Index for Inclusion

Index for Inclusion is a resource for self-evaluation and improvement. It encourages the whole community to work together in reviewing all aspects of cultures, policies and practices helping staff to put their own framework of values into action.

Booth, T and Ainscow, M. (2011) Index for Inclusion (3rd edn), Bristol:  Centre for Studies on Inclusive Education (CSIE).

The CSIE website provides a wealth of information on Inclusion:


Denise Kingston was one of the team who worked on developing the Index. She has answered some of the frequently asked questions about using the Index below:

Is the Index right for my setting?

As the index is a setting based tool, it is most applicable for those of you working in a well-defined setting. A setting can be very small for example a childminder’s house or a small team of practitioners working in a nursery or club up to a large primary or secondary school or a chain of afterschool clubs. The index has been used in all of these settings in the past. Remember though, if you decide to use the Index, you can use and adapt the materials to suit your setting. It is meant to be a working document so that you can change it to suit your needs. Also, if you do make adaptations, it would be great to hear what you did so that maybe we can influence the next version of the Index for Inclusion!

Index for inclusion: developing play, learning and participation in early years and childcare is:
‘a resource to support the inclusive development of nurseries, playgroups, parent and children’s centres, crèches, childminding, homecare, clubs and play schemes’
(Booth et al, 2006 p 1)

Index for Inclusion: developing learning and participation in schools is:
‘a resource to support the inclusive development of schools’
(Booth et al, 2002 p 1)

My setting is already very inclusive; can I still use the Index?

Many of you appear to be in the happy position of working in inclusive settings, which is great, however my experience has been that even the most inclusive settings find some aspects to work on to become even more inclusive when using the Index. Inclusion, in the Index, is seen as a process not a simple ‘yes, we are inclusive’ or ‘no, we are not’. Even if initially people think they have no improvements to make as they engage with the materials, especially at the questions level, they find a number of changes they can identify. I have also found that the most inclusive settings often have the most responsive and creative practitioners and so they very quickly identify improvements which support inclusion.

How can I use the Index to support inclusion in my setting?

You can use the Index in a number of ways. The Index recommends that you use the materials to support a process of self review and gather everyone’s views first before deciding on priorities for change. However, you might not be in a position to do this and as an alternative you can ‘dip into’ it and use aspects of it instead. You might concentrate on one of the dimensions: policy, practice or culture digging deeper to look at the indicators and questions which apply to you. You may be concerned about an aspect of practice in your setting which you see as exclusionary and find ideas for a way forward in the materials. As long as you can justify any changes you make or propose with the inclusive values outlined (on my power point and) on page 3 of the leaflet you would be following the Index guidelines.

## Material supplied
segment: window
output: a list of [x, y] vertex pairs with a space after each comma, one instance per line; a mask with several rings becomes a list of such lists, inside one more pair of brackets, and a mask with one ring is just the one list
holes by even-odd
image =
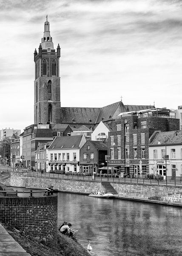
[[171, 159], [174, 159], [176, 158], [176, 150], [175, 148], [172, 148], [171, 150]]
[[43, 75], [47, 76], [47, 61], [45, 59], [43, 61]]
[[77, 165], [76, 164], [74, 165], [74, 172], [77, 172]]
[[116, 130], [117, 131], [121, 131], [121, 125], [116, 125]]
[[118, 146], [121, 145], [121, 135], [117, 135], [117, 145]]
[[133, 144], [134, 145], [137, 145], [137, 135], [133, 134]]
[[117, 159], [121, 159], [121, 148], [117, 148]]
[[48, 83], [48, 93], [49, 94], [51, 94], [51, 84], [52, 82], [51, 80], [49, 80]]
[[64, 161], [65, 160], [65, 153], [62, 154], [62, 160]]
[[52, 105], [49, 104], [48, 106], [48, 121], [52, 122]]
[[69, 160], [69, 153], [66, 153], [66, 160]]
[[154, 149], [153, 150], [154, 159], [157, 159], [157, 150]]
[[141, 144], [145, 144], [145, 134], [141, 134]]
[[142, 159], [145, 159], [145, 148], [141, 148], [141, 157]]
[[141, 128], [147, 128], [147, 121], [144, 121], [141, 122]]
[[56, 61], [54, 59], [52, 61], [52, 76], [56, 76]]
[[111, 143], [111, 145], [113, 146], [114, 145], [114, 136], [111, 136], [110, 143]]
[[77, 154], [75, 152], [73, 153], [73, 159], [74, 160], [77, 160]]
[[161, 159], [164, 159], [164, 156], [165, 154], [165, 149], [161, 149]]
[[111, 159], [114, 159], [114, 148], [111, 148]]
[[134, 148], [134, 159], [137, 159], [137, 148]]
[[129, 148], [125, 148], [125, 158], [126, 161], [129, 161]]
[[129, 125], [126, 125], [125, 127], [125, 135], [129, 135]]

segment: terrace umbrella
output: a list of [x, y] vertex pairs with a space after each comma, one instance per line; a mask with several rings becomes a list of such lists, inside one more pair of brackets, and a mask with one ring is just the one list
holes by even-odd
[[142, 177], [142, 160], [140, 160], [139, 161], [139, 172], [140, 173], [140, 177]]

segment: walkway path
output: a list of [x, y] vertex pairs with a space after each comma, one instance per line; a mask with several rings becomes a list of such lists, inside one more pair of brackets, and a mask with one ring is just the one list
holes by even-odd
[[0, 256], [31, 256], [0, 224]]

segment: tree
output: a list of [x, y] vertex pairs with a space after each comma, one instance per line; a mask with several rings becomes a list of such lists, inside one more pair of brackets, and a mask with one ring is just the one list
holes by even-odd
[[9, 163], [11, 142], [9, 138], [5, 138], [0, 141], [0, 155], [1, 156], [1, 159], [4, 160], [4, 163], [6, 163], [6, 159], [7, 159], [7, 162]]

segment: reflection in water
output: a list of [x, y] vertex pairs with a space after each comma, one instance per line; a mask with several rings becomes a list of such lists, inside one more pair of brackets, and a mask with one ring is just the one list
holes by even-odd
[[98, 256], [182, 255], [182, 215], [180, 208], [58, 194], [58, 223], [73, 224]]
[[182, 255], [181, 208], [60, 192], [58, 209], [93, 256]]

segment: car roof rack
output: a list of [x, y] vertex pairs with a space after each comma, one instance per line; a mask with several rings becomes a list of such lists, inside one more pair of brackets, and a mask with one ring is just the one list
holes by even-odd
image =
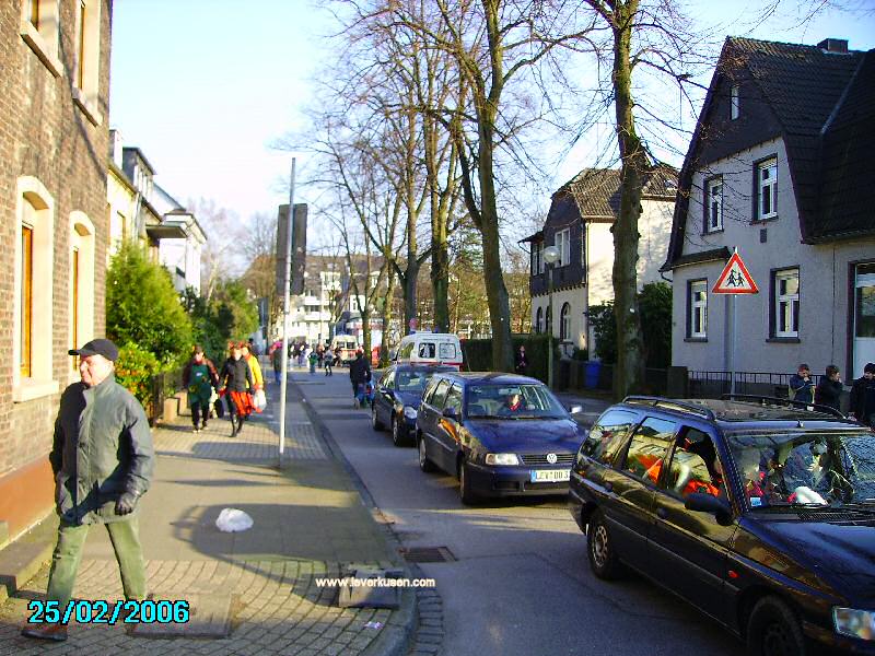
[[697, 403], [690, 403], [687, 401], [679, 401], [677, 399], [667, 399], [665, 397], [632, 395], [626, 397], [622, 402], [653, 406], [654, 408], [664, 408], [666, 410], [681, 410], [684, 412], [698, 414], [699, 417], [703, 417], [709, 421], [714, 421], [716, 419], [716, 415], [711, 408], [705, 408], [704, 406], [699, 406]]
[[780, 397], [761, 396], [757, 394], [724, 394], [720, 398], [723, 401], [756, 401], [760, 406], [766, 406], [768, 402], [771, 406], [786, 406], [790, 408], [800, 408], [802, 410], [812, 408], [817, 412], [831, 414], [836, 419], [848, 419], [848, 417], [842, 414], [839, 410], [830, 408], [829, 406], [808, 403], [807, 401], [800, 401], [797, 399], [782, 399]]

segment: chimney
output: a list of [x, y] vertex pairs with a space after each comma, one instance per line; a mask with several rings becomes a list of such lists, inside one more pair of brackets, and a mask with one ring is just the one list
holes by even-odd
[[817, 47], [826, 52], [848, 52], [847, 38], [825, 38]]

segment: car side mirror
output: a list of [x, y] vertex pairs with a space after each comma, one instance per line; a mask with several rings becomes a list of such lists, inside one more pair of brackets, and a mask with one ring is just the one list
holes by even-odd
[[732, 506], [725, 499], [693, 492], [684, 501], [684, 507], [696, 513], [709, 513], [716, 517], [720, 524], [728, 523], [732, 519]]

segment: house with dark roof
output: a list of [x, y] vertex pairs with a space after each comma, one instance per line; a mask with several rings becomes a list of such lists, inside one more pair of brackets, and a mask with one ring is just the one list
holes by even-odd
[[[673, 362], [842, 378], [875, 361], [875, 50], [730, 37], [680, 173], [663, 270]], [[733, 249], [759, 293], [712, 289]]]
[[[639, 286], [662, 280], [660, 266], [666, 257], [676, 192], [677, 171], [654, 165], [646, 176], [639, 219]], [[574, 348], [593, 345], [590, 307], [614, 298], [610, 229], [619, 212], [620, 172], [584, 168], [553, 192], [544, 227], [521, 242], [530, 245], [532, 328], [552, 331], [568, 355]], [[550, 267], [544, 250], [553, 245], [559, 260]], [[548, 276], [552, 276], [552, 303]]]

## Written task
Repeat word for word the passage of the Index for Inclusion text from "Many of you" up to and including "in my setting?".

## Response
Many of you appear to be in the happy position of working in inclusive settings, which is great, however my experience has been that even the most inclusive settings find some aspects to work on to become even more inclusive when using the Index. Inclusion, in the Index, is seen as a process not a simple ‘yes, we are inclusive’ or ‘no, we are not’. Even if initially people think they have no improvements to make as they engage with the materials, especially at the questions level, they find a number of changes they can identify. I have also found that the most inclusive settings often have the most responsive and creative practitioners and so they very quickly identify improvements which support inclusion.

How can I use the Index to support inclusion in my setting?